Job → Please reproduce the entries below, swapping every "sock" for "stocking" and keeping everything else the same.

Dataset entries →
○ ○ ○ ○

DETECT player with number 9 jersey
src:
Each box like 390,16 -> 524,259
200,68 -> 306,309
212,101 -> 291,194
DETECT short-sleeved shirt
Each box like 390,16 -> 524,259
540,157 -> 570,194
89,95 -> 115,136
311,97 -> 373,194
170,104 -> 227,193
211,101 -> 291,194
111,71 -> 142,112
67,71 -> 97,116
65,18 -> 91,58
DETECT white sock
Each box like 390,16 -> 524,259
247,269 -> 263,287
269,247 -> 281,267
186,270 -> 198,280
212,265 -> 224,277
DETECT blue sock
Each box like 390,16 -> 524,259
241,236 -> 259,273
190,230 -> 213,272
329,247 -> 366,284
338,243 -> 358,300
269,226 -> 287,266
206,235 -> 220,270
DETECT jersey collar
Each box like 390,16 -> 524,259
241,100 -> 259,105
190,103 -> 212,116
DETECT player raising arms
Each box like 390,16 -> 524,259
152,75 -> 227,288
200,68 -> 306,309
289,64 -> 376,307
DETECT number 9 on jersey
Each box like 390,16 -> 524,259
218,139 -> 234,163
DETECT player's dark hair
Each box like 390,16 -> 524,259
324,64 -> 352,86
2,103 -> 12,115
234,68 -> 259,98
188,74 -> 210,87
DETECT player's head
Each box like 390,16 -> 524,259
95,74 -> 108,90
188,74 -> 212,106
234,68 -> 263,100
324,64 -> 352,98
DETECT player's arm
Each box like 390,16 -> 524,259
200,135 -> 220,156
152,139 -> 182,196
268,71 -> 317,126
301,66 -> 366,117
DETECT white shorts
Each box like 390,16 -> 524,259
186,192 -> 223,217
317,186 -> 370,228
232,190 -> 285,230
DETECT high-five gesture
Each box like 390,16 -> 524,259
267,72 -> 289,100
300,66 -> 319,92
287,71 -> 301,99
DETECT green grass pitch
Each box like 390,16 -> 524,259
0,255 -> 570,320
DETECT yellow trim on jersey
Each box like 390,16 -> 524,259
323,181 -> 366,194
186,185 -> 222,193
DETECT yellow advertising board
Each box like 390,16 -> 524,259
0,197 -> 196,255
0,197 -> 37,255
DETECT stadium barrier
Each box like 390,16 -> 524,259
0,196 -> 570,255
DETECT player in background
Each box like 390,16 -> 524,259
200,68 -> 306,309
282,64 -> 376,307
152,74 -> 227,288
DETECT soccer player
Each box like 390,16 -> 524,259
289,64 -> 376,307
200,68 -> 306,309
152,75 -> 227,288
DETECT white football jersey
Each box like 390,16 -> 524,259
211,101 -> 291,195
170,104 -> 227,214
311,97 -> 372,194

○ ○ ○ ○

Finished task →
DETECT player with number 9 jersey
src:
Each box like 390,16 -> 524,259
200,68 -> 306,309
212,101 -> 291,194
DETECT short-sleeved shirt
Each box like 390,16 -> 524,259
540,157 -> 570,194
89,95 -> 115,136
311,97 -> 373,194
170,104 -> 227,193
211,101 -> 291,194
111,71 -> 142,112
67,71 -> 97,116
65,18 -> 91,58
DETECT white stocking
Each box like 390,16 -> 524,259
247,269 -> 263,287
269,247 -> 281,267
186,270 -> 198,280
212,265 -> 224,277
DETECT blue stocking
Each box like 390,16 -> 524,259
241,236 -> 259,273
190,230 -> 213,272
329,247 -> 366,284
338,243 -> 358,300
269,226 -> 287,266
206,235 -> 220,270
DETECT jersey collar
Each box like 390,16 -> 524,259
241,100 -> 259,105
190,103 -> 212,116
DETECT player raising arms
Each box like 390,16 -> 524,259
152,75 -> 227,288
200,68 -> 306,309
289,64 -> 376,307
DETECT number 9 on jersey
Each box like 390,16 -> 524,259
218,139 -> 234,163
DETECT player's dark hair
Each box like 390,16 -> 524,259
324,64 -> 352,86
2,103 -> 12,115
234,68 -> 259,98
188,74 -> 210,87
DETECT player's head
Each box like 390,16 -> 524,259
95,74 -> 108,90
188,74 -> 212,106
234,68 -> 263,100
324,64 -> 352,98
DETECT player's arm
Each box like 390,16 -> 524,259
200,135 -> 220,156
152,139 -> 182,196
268,71 -> 317,126
301,66 -> 366,117
DETECT white shorts
Each box like 390,16 -> 524,259
186,192 -> 223,217
317,186 -> 370,228
232,190 -> 285,230
DETECT high-five gesture
Each box like 390,16 -> 524,259
267,72 -> 289,100
300,66 -> 319,92
287,71 -> 301,99
DETECT green grass pitch
Each box like 390,16 -> 524,259
0,255 -> 570,320
DETECT yellow trim on jersey
Each box like 390,16 -> 524,259
323,181 -> 366,194
186,185 -> 222,193
DETECT yellow advertising board
Each box like 390,16 -> 524,259
0,197 -> 196,255
0,197 -> 37,255
DETECT stadium barrier
Each box like 390,16 -> 524,259
0,196 -> 570,255
DETECT player in background
Each box like 390,16 -> 524,259
200,68 -> 306,309
282,64 -> 376,307
152,74 -> 227,288
DETECT soccer player
Each box like 390,16 -> 524,259
289,64 -> 376,307
200,68 -> 306,309
152,75 -> 227,288
DETECT white football jersey
Each box like 390,16 -> 524,259
211,101 -> 291,195
170,104 -> 227,214
311,97 -> 372,194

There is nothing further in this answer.